The glory days of the Eclipse, Montero, and Lancer Evolution are long over, but Mitsubishi is looking to reinvent itself. Controlled by Nissan since 2016, the Japanese automaker is looking to use early experience with the tiny i-MiEV electric car and Outlander Plug-In Hybrid into a mass-market line of all-electric and plug-in hybrid utility vehicles.
Digital Trends sat down with Don Swearingen, chief operating officer and executive vice president of Mitsubishi Motors North America, to discuss the challenges of selling electrified vehicles, and how Mitsubishi plans to add more tech to its future vehicles.
Digital Trends: Mitsubishi has gotten back on more buyers’ radar recently, what do you attribute that to?
Don Swearingen: New product and new, aggressive advertising.
One of those new products is the Eclipse Cross, a crossover utility vehicle named after a cult-classic performance car. Have you received any backlash for applying the Eclipse name to a crossover?
“I think you will see both PHEV and electric CUVs coming out of Mitsubishi in the future.”
When we first announced it a year or so ago, we got a little backlash from consumers. But as we have moved forward, they have been able to see the tie in, you know. It’s an iconic name that’s lived with our brand for a long time. It’s the one vehicle name that has the highest brand awareness here in the United States. In other parts of the world it might be Montero or things like that, but here it’s clearly the highest.
Do you see Mitsubishi doing other callbacks to previous models, or is it all about looking forward?
I think it was an easy tie-in for us because, you know, when you look at the Eclipse Cross, it’s a very clean, sharp-looking car. And we thought of that as, that’s what the Eclipse was too. So that’s the tie-in. I think in the future we would look at some of the names, see if it makes sense, and use them. But no, we’re not tied to that strategy going forward.
What are Mitsubishi’s plans for electrification going forward? Will there be any more plug-in hybrids beyond the current Outlander Plug-In Hybrid (PHEV)?
Yes, there will. But let me just say, as you indicated, in the last three months we launched the Outlander PHEV, we’re getting some good response, some good sales volume on that. It’s actually bringing a totally new customer to the brand. These customers are higher household income. But the key is, most of them tell us that Mitsubishi was never on their shopping list prior to this car launch.

Stored records:

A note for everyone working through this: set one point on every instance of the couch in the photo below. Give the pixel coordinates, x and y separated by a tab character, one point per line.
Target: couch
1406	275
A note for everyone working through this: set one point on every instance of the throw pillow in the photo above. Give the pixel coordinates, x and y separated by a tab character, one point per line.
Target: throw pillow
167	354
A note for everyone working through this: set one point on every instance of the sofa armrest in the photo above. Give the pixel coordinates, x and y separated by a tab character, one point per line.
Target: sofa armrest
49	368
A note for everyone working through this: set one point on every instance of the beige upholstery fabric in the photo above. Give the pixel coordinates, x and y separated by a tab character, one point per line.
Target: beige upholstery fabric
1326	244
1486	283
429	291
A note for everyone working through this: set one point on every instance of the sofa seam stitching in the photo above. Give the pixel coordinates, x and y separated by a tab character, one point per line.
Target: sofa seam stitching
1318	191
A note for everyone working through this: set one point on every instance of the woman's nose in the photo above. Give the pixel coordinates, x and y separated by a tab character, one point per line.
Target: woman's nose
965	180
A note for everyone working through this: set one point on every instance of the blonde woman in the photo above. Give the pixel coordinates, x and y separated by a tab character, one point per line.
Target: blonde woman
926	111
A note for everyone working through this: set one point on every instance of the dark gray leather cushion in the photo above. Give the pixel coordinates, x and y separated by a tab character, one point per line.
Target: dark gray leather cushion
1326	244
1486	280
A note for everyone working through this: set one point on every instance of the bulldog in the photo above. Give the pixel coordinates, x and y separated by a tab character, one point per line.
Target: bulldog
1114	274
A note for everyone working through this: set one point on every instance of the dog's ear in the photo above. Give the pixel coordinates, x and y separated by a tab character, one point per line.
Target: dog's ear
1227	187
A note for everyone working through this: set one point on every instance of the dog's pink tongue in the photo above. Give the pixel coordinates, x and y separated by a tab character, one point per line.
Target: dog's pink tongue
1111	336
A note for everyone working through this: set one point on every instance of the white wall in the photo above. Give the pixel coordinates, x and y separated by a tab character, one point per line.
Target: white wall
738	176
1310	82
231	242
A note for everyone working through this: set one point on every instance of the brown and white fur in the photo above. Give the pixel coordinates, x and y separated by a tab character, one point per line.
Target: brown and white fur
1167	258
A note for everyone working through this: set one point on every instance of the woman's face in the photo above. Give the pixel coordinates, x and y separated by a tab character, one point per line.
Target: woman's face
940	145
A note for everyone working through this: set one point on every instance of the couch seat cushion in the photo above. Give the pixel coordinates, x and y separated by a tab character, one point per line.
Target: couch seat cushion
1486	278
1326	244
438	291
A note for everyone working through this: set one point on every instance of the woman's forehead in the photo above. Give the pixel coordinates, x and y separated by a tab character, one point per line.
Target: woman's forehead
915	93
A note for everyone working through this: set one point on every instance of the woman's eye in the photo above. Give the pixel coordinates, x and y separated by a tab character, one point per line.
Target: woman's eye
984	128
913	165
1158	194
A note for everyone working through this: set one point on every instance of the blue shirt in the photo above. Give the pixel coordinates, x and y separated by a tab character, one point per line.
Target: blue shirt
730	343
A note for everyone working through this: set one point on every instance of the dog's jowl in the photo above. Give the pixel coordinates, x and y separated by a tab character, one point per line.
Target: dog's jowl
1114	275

Work to do:
a - In the Mitsubishi interview, change "electrification" to "electric models" within the part that opens with the words "What are Mitsubishi’s" and closes with "Plug-In Hybrid (PHEV)?", then give that part again.
b - Find every line in the records that contains the string "gray" and copy each one out. Case counts.

Responses for each task:
a -
What are Mitsubishi’s plans for electric models going forward? Will there be any more plug-in hybrids beyond the current Outlander Plug-In Hybrid (PHEV)?

b -
A note for everyone working through this: set one point on every instance of the dark gray leather cushion in the photo above. Give the pixel coordinates, x and y separated by a tab character, one point per line.
Target: dark gray leather cushion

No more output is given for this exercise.